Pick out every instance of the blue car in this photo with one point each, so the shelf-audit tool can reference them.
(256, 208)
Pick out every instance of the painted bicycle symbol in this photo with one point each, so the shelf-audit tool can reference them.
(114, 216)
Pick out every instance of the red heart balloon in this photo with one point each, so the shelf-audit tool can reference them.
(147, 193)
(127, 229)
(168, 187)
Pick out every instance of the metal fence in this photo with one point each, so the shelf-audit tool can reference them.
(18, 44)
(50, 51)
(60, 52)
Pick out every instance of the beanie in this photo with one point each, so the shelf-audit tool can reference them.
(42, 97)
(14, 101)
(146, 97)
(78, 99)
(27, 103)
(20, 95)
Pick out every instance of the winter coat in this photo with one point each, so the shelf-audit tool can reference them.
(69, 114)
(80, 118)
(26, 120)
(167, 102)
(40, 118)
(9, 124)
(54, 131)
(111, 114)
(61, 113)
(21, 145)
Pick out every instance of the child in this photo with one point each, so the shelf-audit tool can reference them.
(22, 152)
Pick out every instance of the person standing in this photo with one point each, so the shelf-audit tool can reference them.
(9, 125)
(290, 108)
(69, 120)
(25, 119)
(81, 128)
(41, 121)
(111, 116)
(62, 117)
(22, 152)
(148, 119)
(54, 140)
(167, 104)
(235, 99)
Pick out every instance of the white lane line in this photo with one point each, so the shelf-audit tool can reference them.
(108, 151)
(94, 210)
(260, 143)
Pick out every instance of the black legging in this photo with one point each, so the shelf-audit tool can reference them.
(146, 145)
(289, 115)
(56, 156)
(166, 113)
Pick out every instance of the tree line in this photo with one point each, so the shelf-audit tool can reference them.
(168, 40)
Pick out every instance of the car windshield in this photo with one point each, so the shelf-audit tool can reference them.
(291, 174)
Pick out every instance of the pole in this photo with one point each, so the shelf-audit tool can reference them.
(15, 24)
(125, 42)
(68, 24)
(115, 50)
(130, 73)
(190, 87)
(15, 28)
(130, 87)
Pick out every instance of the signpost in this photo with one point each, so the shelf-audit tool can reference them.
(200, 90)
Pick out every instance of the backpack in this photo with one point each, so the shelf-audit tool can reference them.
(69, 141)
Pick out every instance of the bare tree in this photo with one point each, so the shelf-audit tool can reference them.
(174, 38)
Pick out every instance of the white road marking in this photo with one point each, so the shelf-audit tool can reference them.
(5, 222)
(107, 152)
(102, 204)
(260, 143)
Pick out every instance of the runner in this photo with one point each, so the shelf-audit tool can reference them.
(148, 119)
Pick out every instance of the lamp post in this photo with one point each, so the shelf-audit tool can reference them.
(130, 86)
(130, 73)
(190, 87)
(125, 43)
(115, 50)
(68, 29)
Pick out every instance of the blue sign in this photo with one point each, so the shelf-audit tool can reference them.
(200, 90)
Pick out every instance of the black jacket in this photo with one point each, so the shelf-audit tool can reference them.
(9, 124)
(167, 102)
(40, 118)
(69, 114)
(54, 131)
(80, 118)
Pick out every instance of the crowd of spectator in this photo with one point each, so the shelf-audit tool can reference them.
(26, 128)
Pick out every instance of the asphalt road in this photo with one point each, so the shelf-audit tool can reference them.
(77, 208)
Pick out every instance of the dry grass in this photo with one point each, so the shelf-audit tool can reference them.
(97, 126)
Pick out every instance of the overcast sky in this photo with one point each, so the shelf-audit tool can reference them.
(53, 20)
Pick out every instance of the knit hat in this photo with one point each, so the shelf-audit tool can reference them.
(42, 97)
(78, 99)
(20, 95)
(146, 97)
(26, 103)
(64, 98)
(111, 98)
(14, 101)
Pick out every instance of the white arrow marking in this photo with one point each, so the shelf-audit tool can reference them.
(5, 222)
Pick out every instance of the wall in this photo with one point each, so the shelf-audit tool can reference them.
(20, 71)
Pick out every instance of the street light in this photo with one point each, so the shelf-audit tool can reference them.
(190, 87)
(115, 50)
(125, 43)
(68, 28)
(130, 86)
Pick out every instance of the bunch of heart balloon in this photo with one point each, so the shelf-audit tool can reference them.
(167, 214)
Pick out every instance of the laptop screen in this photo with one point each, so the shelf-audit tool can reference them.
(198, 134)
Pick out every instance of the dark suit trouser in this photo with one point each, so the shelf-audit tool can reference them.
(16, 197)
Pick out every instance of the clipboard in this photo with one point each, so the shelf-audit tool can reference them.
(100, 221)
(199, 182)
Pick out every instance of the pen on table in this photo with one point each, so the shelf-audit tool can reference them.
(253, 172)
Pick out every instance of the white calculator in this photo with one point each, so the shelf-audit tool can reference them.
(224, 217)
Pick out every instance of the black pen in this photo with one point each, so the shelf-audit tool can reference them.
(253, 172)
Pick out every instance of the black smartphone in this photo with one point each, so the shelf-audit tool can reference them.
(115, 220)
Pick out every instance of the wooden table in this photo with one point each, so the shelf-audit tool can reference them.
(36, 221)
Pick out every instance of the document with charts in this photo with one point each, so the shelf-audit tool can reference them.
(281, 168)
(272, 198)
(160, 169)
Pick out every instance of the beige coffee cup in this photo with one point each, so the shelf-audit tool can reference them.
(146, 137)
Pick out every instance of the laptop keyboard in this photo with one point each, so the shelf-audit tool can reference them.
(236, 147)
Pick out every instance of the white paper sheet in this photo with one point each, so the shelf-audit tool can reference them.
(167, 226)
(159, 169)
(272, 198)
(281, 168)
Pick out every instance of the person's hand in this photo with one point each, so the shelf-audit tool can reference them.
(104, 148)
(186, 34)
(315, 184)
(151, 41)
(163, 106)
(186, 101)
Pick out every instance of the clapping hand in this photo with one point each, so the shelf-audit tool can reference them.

• Exercise prompt: Reproduce the entries above in full by retyping them exactly.

• Solution below:
Pick out every instance of the blue car in this photo with one point each, so the shelf-audit tool can reference them.
(256, 208)
Pick out every instance of the painted bicycle symbol in this photo with one point each, so the shelf-audit tool can reference them.
(114, 216)
Pick out every instance of the red heart balloon in this photo with one point each, so the shelf-audit tool can reference them.
(147, 193)
(127, 229)
(168, 187)
Pick out every instance of the metal fence in this photo with one point each, so the shelf-audit tool can reference them.
(18, 44)
(50, 51)
(60, 52)
Pick out every instance of the beanie in this photo with one point each, so the shelf-audit tool can reference them.
(42, 97)
(14, 101)
(146, 97)
(78, 99)
(27, 103)
(20, 95)
Pick out every instance of the winter coat in this photo with one point each, so the shelf-audit tool can reference them.
(69, 114)
(80, 118)
(26, 120)
(167, 102)
(40, 118)
(9, 124)
(54, 131)
(111, 114)
(61, 113)
(21, 145)
Pick out every instance of the child in this photo with one point each, so the shelf-audit tool can reference them.
(22, 152)
Pick out every instance of the person standing in this photo with one point each, so the shelf-audit tool can reference them.
(9, 125)
(290, 108)
(69, 120)
(25, 119)
(81, 128)
(41, 121)
(111, 116)
(62, 117)
(22, 152)
(148, 119)
(54, 140)
(167, 104)
(235, 99)
Pick out every instance of the white lane line in this photo with one point each, so the shelf-audit tool can reference them.
(108, 151)
(94, 210)
(260, 143)
Pick out every instance of the black legging in this photo with one point each, so the shelf-audit tool can reference them.
(146, 145)
(289, 115)
(56, 156)
(166, 113)
Pick out every instance of the tree line in this photo with one point each, so the shelf-audit tool can reference them.
(168, 40)
Pick out every instance of the car windshield in this photo with one point each, so the shelf-audit tool can reference them.
(291, 174)
Pick out every instance of the pole in this photo with one point each, so the shelf-audit tool can reference them.
(15, 24)
(125, 42)
(68, 24)
(115, 50)
(130, 73)
(190, 87)
(15, 28)
(130, 87)
Pick out every instance of the signpost in this photo with one point each, so the shelf-audit tool can reference them.
(200, 90)
Pick out every instance of the backpack in this photo with one point each, so the shelf-audit tool can reference them.
(69, 141)
Pick out every instance of the bare tree in this photo with one point each, so the shelf-audit tool can reference them.
(174, 38)
Pick out every instance of the white road marking in this photo with one point each, so the shelf-audit tool can reference them.
(5, 222)
(107, 152)
(102, 204)
(260, 143)
Pick out every instance of the runner in this photo with one point each, so the shelf-audit tool can reference them.
(148, 119)
Pick out every instance of the lamp post in this photo with one point each, so the shelf-audit tool can reference them.
(130, 86)
(130, 73)
(190, 87)
(125, 43)
(115, 50)
(68, 29)
Pick out every instance of the blue sign in this photo with one point each, so the shelf-audit tool can reference them.
(200, 90)
Pick out every instance of the black jacket in this photo with one point each, so the shelf-audit tool can reference them.
(9, 124)
(167, 102)
(40, 118)
(69, 114)
(54, 131)
(80, 118)
Pick out every instance of the crowd of spectator in this photo with one point each, so the shelf-audit tool can reference them.
(26, 128)
Pick out every instance of the asphalt road in this photo with one point each, so the shelf-audit tool can reference them.
(77, 208)
Pick out every instance of the dry grass in this photo with one point each, so the shelf-audit tool can reference them.
(97, 126)
Pick out every instance of the overcast sky in this photo with one point each, so the shelf-audit tool can reference them.
(53, 20)
Pick out every instance of the knit hat in this photo with one point each, so the shelf-audit tool can reference them.
(42, 97)
(78, 99)
(20, 95)
(146, 97)
(26, 103)
(64, 98)
(111, 98)
(14, 101)
Pick out every instance of the white arrow marking in this photo with one point each, so the shelf-audit tool can reference them.
(5, 222)
Pick out every instance of the wall in this photo with one point each, so the shelf-audit tool can reference them.
(20, 71)
Pick out every instance of the street light in this photo with one point each, so the shelf-audit tool can reference them.
(190, 87)
(115, 50)
(125, 43)
(68, 28)
(130, 86)
Pick out every instance of the bunch of heart balloon in this photo with one point each, so the shelf-audit tool can reference them.
(167, 214)
Pick out every instance of the laptop screen in this photo with one point each, so the shelf-audit tool can reference them.
(198, 134)
Pick out every instance of the dark suit trouser in this photo with one point each, so the shelf-audit tool can reference them.
(16, 197)
Pick out every instance of the clipboard in this photo with one point each, so the shelf-audit tool can reference them.
(100, 221)
(199, 182)
Pick out every instance of the pen on table in this photo with one point each, so the shelf-audit tool can reference them.
(253, 172)
Pick out every instance of the white calculator in this photo with one point each, so the shelf-audit tool can reference them.
(224, 217)
Pick out every instance of the black pen in this photo with one point each, so the shelf-audit tool can reference them.
(253, 172)
Pick out every instance of the black smartphone in this photo with one point each, so the shelf-audit tool can reference them.
(115, 220)
Pick out every instance of the wooden table in this photo with one point each, so the shelf-audit tool can reference them.
(36, 221)
Pick out every instance of the document with charts in this photo with one point each, so the shelf-audit tool can reference them.
(281, 168)
(272, 198)
(160, 169)
Pick out every instance of the beige coffee cup in this photo with one point each, so the shelf-audit tool can reference them.
(146, 137)
Pick out every instance of the laptop keyboard in this photo with one point each, so the shelf-audit tool can reference them.
(236, 147)
Pick out every instance of the white paper sheet in this photo with one point each, so the shelf-audit tool can reference them.
(167, 226)
(159, 169)
(272, 198)
(281, 168)
Pick out every instance of the person's hand in this photo with one point each, so the shelf-audit tool can reference them.
(104, 148)
(186, 34)
(315, 184)
(151, 41)
(163, 106)
(186, 101)
Pick out every instance of the clapping hand in this photo with one point each, so the shelf-audit tool can reference them.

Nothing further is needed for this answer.